Short exercise 1:
Copy from the power steering pump text, starting with "I think the" and going on through "to a minimum.".

Text extract:
I think the only thing I may do differently is to remove the PS pulley before the pump. The pump was removed last year, so it should not be a struggle. I already have an OTC universal pulley tool that is good for crankshafts, cam, and PS pulleys that I typically use for timing belt jobs. It might make it easier if I get the pulley out of the way in the beginning.

I will be replacing the return line with a new one that I saw on here. with 06AN (3/8" ID) Insta-Grip Hose (Part Number 21064) to keep it fresh.

I can evacuate the system with a MitiVac to keep the fluid leakage to a minimum.

If I can replace the pump without removing the fan shroud then I'll be happy.


 
No need to remove pulley on a car.

1. Remove intake (10mm bolts) - vacuum hoses, etc.
2. Remove belt (14mm socket on tensioner)
3. Remove oil lines. Clamp on supply and banjo bolt (21mm??) on hi pressure. Do whatever to catch fluid. Maybe suck as much as you can from reservoir first. Then have something ready next to pump. This is worst part about the job.
4. Use same 14mm with 3-4(?) inch extention to remove 3 pump bolts. You access them through cutouts in a pulley. Pump comes out with a pulley.

Transfer pulley to the new pump outside. I just use impact to loosen pulley nut.

It's actually pretty easy job
 
No need to remove pulley on a car.

1. Remove intake (10mm bolts) - vacuum hoses, etc.
2. Remove belt (14mm socket on tensioner)
3. Remove oil lines. Clamp on supply and banjo bolt (21mm??) on hi pressure. Do whatever to catch fluid. Maybe suck as much as you can from reservoir first. Then have something ready next to pump. This is worst part about the job.
4. Use same 14mm with 3-4(?) inch extention to remove 3 pump bolts. You access them through cutouts in a pulley. Pump comes out with a pulley.

Transfer pulley to the new pump outside. I just use impact to loosen pulley nut.

It's actually pretty easy job
Easy enough. Thank you.
 
No need to remove pulley on a car.

1. Remove intake (10mm bolts) - vacuum hoses, etc.
2. Remove belt (14mm socket on tensioner)
3. Remove oil lines. Clamp on supply and banjo bolt (21mm??) on hi pressure. Do whatever to catch fluid. Maybe suck as much as you can from reservoir first. Then have something ready next to pump. This is worst part about the job.

Records for processing:
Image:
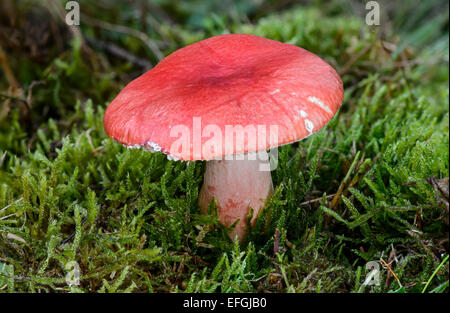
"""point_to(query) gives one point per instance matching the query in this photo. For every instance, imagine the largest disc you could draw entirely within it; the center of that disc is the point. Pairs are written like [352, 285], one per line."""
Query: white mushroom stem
[236, 185]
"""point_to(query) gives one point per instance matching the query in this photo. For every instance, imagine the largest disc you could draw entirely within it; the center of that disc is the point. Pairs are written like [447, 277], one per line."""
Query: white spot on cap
[274, 92]
[309, 126]
[319, 103]
[136, 146]
[172, 158]
[153, 146]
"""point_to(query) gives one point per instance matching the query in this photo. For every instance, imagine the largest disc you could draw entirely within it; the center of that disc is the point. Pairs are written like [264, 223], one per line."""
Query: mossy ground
[370, 186]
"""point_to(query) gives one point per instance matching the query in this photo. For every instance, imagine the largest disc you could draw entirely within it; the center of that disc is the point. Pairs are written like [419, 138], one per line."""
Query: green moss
[130, 218]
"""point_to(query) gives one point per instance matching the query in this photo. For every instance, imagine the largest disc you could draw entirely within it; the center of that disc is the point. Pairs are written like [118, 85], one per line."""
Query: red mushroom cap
[226, 80]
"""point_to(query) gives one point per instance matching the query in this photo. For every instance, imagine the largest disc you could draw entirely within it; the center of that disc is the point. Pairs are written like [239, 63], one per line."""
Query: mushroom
[226, 100]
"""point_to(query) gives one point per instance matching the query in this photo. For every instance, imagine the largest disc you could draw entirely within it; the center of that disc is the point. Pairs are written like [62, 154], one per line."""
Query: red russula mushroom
[225, 96]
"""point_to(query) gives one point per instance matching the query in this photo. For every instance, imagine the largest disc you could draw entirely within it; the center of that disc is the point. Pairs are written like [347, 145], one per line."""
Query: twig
[119, 52]
[128, 31]
[317, 199]
[391, 271]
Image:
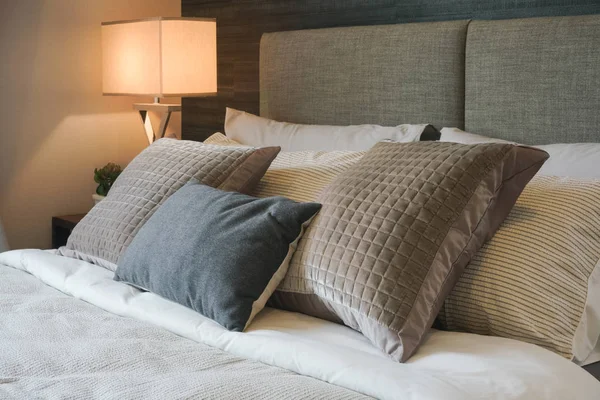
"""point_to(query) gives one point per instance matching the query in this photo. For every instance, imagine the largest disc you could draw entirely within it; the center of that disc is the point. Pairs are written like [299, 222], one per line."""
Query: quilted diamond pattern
[372, 256]
[155, 174]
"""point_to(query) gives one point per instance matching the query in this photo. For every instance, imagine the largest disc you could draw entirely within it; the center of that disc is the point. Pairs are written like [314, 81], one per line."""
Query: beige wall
[55, 126]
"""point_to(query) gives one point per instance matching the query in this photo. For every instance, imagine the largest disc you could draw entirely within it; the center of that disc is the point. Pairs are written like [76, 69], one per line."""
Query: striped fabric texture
[298, 175]
[530, 281]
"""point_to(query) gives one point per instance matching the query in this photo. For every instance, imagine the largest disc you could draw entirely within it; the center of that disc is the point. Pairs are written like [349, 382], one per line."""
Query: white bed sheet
[447, 366]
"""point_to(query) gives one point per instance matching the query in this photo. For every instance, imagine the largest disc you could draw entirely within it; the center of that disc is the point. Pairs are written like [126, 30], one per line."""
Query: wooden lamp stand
[164, 109]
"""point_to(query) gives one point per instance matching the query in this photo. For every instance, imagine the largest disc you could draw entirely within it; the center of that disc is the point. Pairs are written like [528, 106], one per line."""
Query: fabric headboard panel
[534, 81]
[385, 74]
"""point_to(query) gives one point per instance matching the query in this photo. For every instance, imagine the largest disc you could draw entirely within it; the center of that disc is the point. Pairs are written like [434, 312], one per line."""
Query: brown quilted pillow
[154, 175]
[395, 232]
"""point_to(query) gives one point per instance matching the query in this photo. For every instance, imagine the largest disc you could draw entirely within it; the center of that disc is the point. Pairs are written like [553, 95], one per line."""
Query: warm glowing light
[160, 57]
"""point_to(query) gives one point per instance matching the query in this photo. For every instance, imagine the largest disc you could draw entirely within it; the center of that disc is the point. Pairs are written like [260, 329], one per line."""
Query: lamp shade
[160, 57]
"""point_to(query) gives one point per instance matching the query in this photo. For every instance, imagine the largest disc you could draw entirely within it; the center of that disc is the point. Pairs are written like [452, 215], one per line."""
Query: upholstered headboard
[534, 81]
[382, 74]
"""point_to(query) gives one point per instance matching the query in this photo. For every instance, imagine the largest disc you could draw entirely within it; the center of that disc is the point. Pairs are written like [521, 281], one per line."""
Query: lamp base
[164, 109]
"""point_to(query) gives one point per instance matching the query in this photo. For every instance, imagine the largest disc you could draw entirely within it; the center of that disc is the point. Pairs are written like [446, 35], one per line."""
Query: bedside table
[62, 227]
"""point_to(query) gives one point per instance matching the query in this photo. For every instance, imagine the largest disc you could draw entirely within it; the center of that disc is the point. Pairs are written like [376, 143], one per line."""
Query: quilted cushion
[395, 232]
[154, 175]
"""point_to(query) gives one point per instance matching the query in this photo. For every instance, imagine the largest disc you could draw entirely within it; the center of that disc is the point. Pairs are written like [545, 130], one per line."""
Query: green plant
[105, 177]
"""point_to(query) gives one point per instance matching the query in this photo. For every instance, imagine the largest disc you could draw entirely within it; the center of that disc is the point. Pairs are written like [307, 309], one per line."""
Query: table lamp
[159, 57]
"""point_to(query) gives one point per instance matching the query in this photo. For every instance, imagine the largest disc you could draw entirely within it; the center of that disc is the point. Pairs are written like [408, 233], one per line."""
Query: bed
[70, 331]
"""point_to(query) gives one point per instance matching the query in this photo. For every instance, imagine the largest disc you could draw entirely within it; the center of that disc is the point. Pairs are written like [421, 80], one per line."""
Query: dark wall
[240, 24]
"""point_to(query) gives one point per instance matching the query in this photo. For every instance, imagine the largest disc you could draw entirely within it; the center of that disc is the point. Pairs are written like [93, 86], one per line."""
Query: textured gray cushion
[219, 253]
[534, 81]
[402, 74]
[395, 232]
[161, 169]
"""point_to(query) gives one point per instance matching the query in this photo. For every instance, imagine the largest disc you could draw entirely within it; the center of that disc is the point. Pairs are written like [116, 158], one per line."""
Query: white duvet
[447, 365]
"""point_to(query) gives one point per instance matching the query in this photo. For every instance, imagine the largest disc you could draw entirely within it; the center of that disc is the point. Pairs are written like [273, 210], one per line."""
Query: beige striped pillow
[298, 175]
[538, 278]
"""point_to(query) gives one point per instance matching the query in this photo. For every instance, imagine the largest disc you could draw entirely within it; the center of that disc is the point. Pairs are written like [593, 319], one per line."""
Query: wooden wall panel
[240, 24]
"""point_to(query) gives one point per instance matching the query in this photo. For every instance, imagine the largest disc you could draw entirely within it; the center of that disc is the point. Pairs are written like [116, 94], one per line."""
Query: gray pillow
[220, 253]
[156, 173]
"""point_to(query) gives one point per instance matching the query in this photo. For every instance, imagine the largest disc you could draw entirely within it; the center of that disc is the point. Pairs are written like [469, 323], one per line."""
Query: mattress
[69, 330]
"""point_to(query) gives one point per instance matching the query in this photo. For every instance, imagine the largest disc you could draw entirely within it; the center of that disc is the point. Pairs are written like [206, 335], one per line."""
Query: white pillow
[251, 130]
[576, 160]
[297, 175]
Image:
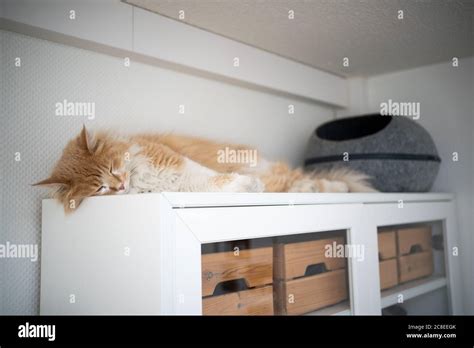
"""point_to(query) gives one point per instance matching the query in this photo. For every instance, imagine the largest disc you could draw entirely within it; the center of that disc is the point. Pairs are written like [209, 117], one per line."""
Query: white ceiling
[323, 32]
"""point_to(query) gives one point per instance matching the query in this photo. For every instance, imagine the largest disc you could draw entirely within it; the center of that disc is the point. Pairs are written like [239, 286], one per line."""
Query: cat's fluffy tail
[355, 180]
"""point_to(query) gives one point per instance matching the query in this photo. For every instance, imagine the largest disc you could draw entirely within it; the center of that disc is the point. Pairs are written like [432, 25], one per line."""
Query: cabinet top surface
[212, 199]
[208, 199]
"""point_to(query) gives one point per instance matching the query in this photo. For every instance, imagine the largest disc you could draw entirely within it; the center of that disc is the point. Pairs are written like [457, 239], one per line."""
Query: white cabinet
[141, 254]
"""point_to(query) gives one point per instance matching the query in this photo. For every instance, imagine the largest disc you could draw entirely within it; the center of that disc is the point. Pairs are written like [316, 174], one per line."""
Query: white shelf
[412, 289]
[219, 199]
[341, 308]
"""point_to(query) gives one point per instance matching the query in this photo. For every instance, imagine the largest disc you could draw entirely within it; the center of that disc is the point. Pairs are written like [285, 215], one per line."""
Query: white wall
[446, 97]
[137, 98]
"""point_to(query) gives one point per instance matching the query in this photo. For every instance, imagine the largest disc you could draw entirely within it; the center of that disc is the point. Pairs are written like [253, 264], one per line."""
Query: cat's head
[91, 165]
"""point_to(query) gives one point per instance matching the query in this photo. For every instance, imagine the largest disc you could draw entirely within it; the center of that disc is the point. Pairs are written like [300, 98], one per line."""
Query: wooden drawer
[387, 245]
[414, 239]
[248, 302]
[308, 294]
[253, 266]
[415, 266]
[388, 273]
[295, 259]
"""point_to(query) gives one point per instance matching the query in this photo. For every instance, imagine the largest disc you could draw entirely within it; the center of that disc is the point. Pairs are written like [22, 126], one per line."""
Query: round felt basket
[396, 152]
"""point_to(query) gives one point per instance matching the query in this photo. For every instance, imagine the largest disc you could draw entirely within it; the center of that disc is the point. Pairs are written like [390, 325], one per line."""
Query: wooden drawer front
[248, 302]
[387, 245]
[388, 273]
[292, 260]
[255, 266]
[416, 238]
[415, 266]
[308, 294]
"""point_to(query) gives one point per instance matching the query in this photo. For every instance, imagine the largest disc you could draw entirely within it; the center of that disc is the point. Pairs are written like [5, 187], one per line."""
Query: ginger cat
[105, 164]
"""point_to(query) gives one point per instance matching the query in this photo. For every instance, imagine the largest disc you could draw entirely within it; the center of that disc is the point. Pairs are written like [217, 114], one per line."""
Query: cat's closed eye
[102, 189]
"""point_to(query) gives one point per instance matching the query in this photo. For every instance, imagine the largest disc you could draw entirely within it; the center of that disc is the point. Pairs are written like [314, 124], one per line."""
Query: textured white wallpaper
[135, 98]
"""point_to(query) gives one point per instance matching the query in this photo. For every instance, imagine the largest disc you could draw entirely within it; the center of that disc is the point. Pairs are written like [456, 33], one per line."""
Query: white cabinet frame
[182, 222]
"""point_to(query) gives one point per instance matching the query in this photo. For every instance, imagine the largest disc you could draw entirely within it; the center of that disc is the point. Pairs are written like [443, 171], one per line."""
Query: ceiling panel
[323, 32]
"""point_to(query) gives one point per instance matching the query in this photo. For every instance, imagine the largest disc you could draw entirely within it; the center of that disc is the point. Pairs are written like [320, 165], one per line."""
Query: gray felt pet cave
[397, 152]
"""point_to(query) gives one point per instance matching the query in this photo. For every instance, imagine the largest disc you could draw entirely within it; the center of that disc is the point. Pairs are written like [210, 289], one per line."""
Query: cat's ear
[52, 182]
[87, 140]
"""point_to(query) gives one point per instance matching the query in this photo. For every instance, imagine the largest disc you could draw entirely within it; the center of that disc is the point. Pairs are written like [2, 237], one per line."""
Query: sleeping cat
[106, 164]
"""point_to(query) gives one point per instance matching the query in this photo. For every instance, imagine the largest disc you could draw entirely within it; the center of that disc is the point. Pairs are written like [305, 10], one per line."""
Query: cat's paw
[243, 183]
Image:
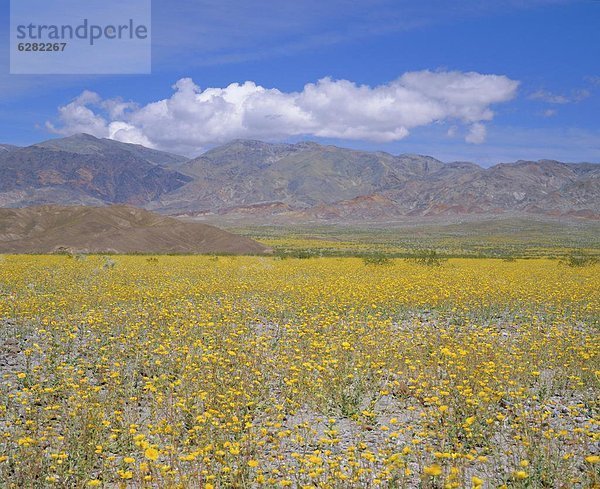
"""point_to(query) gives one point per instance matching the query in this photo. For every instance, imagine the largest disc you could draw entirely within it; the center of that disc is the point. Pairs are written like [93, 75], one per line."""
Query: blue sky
[400, 76]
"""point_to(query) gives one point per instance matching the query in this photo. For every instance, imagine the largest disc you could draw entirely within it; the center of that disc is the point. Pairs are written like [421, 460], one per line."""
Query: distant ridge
[255, 180]
[113, 229]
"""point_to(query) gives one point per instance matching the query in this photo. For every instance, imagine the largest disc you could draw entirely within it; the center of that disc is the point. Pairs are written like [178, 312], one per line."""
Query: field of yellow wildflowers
[206, 372]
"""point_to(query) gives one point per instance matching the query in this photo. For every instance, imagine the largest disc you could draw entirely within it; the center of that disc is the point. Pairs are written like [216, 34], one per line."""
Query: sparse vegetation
[580, 258]
[428, 258]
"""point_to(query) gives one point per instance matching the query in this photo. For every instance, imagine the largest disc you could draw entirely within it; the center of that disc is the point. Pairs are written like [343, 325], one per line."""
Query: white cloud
[554, 98]
[193, 118]
[476, 134]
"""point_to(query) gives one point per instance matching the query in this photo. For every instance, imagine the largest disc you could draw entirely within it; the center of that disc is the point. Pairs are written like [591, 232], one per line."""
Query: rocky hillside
[85, 170]
[117, 229]
[253, 179]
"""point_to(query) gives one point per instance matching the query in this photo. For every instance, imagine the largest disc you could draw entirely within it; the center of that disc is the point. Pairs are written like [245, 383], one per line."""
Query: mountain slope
[118, 229]
[244, 173]
[254, 179]
[311, 181]
[82, 169]
[85, 144]
[7, 147]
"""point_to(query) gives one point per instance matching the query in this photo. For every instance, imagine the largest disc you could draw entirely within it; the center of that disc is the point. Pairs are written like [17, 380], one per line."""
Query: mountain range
[303, 181]
[116, 229]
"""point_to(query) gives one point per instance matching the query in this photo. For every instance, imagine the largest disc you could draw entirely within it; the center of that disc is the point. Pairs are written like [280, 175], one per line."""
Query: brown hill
[114, 229]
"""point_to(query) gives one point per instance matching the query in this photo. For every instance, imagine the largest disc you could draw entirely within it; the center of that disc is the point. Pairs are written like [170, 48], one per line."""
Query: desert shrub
[376, 259]
[429, 258]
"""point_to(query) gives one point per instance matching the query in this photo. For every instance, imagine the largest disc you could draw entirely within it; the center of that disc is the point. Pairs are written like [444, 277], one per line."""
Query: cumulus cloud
[192, 118]
[476, 134]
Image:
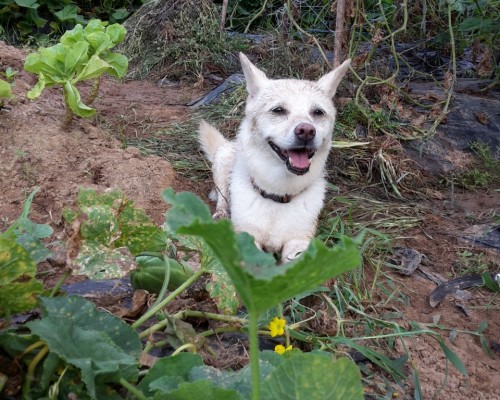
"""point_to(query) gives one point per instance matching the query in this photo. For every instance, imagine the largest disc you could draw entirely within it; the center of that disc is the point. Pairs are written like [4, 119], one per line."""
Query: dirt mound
[35, 151]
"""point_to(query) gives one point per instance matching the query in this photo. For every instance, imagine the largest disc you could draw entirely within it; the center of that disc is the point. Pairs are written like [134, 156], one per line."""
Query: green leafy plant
[82, 54]
[112, 230]
[258, 281]
[5, 91]
[20, 251]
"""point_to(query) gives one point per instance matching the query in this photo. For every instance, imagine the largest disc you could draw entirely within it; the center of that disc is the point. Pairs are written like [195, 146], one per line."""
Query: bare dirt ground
[34, 151]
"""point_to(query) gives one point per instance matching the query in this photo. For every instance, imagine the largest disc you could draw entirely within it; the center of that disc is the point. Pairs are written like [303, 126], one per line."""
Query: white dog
[270, 180]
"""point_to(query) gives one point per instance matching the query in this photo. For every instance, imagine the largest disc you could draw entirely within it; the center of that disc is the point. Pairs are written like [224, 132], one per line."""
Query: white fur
[249, 161]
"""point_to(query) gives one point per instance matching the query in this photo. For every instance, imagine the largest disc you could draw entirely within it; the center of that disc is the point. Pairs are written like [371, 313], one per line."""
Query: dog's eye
[278, 110]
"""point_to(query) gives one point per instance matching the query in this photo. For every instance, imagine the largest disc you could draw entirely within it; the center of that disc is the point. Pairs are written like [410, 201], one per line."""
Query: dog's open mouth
[297, 160]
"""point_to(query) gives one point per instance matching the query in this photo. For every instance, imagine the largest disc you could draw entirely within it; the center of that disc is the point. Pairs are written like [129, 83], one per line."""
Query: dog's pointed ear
[254, 77]
[331, 81]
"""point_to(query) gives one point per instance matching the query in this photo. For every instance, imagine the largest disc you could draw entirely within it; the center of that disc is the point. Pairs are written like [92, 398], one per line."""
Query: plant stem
[217, 317]
[95, 90]
[132, 389]
[30, 376]
[59, 283]
[254, 355]
[194, 314]
[157, 307]
[68, 118]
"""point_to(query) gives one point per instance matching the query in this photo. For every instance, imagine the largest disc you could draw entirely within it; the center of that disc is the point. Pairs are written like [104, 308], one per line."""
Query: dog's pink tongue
[298, 159]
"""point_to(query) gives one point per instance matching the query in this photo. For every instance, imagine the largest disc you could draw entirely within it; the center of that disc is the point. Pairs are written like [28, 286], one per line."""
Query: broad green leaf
[101, 345]
[200, 390]
[32, 244]
[223, 292]
[69, 12]
[186, 208]
[72, 98]
[95, 67]
[89, 197]
[15, 344]
[5, 90]
[99, 41]
[118, 64]
[116, 33]
[75, 57]
[220, 287]
[260, 283]
[18, 287]
[48, 61]
[177, 367]
[100, 262]
[137, 231]
[313, 376]
[100, 224]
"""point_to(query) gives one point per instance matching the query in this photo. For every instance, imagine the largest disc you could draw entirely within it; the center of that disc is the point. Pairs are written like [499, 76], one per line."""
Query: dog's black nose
[305, 132]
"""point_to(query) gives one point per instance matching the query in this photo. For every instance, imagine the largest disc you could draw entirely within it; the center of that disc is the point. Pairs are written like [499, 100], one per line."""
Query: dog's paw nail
[222, 214]
[293, 256]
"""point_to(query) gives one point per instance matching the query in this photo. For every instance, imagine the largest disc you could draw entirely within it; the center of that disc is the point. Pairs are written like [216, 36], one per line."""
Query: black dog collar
[287, 198]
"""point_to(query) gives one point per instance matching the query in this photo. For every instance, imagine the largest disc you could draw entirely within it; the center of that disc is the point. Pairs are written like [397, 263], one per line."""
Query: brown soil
[34, 151]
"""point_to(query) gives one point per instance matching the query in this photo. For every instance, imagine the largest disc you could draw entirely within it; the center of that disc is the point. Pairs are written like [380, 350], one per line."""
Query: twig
[223, 15]
[257, 15]
[339, 33]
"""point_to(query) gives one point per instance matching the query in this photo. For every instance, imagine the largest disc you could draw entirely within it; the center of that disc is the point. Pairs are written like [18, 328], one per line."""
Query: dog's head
[291, 120]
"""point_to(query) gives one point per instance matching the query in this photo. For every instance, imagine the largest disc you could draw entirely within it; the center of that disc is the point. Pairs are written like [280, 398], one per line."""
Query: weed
[483, 173]
[177, 40]
[82, 54]
[469, 262]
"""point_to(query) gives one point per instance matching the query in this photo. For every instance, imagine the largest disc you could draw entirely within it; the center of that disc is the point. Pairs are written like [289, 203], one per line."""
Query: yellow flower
[277, 326]
[280, 349]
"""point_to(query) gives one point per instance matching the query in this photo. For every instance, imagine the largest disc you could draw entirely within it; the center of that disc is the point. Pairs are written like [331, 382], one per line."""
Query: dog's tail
[210, 139]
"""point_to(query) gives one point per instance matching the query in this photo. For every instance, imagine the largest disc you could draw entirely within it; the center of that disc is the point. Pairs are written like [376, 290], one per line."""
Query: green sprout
[82, 54]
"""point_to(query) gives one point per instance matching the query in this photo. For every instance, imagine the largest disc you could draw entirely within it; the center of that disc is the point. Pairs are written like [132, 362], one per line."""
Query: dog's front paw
[221, 214]
[291, 256]
[293, 249]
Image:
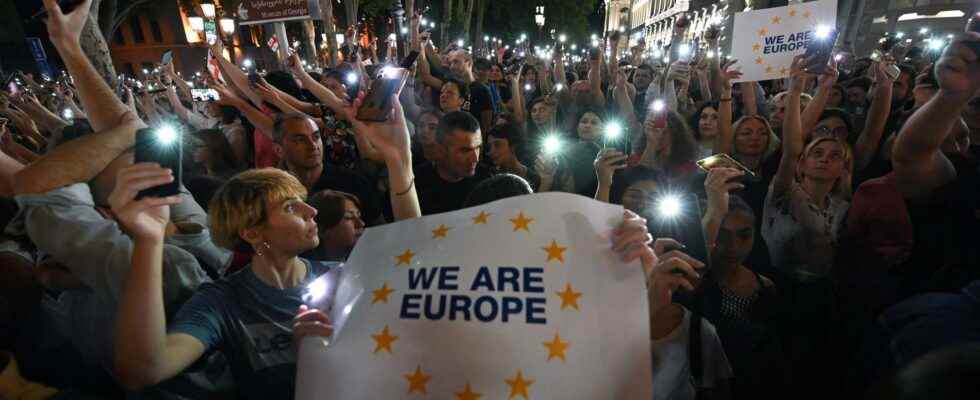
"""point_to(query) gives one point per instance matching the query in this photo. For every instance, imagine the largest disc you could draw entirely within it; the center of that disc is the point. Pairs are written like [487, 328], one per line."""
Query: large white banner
[765, 41]
[517, 299]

Short exercise 2:
In the entries, take the lines starting with the line with "[280, 398], one" and going on through the line with "Query: weed", switch "weed" to "wild plant", and return only those lines with everything else unchanged.

Complete answer 1:
I think the only thing I may do differently is to remove the PS pulley before the pump. The pump was removed last year, so it should not be a struggle. I already have an OTC universal pulley tool that is good for crankshafts, cam, and PS pulleys that I typically use for timing belt jobs. It might make it easier if I get the pulley out of the way in the beginning.

I will be replacing the return line with a new one that I saw on here. with 06AN (3/8" ID) Insta-Grip Hose (Part Number 21064) to keep it fresh.

I can evacuate the system with a MitiVac to keep the fluid leakage to a minimum.

Complete answer 2:
"""point_to(query) gives one point per instance matching the query in this photo. For every instance, imagine the largest disc you could draw entirely within it; the center of that disc is the point. Pairs are written like [280, 398], one per line."""
Query: wild plant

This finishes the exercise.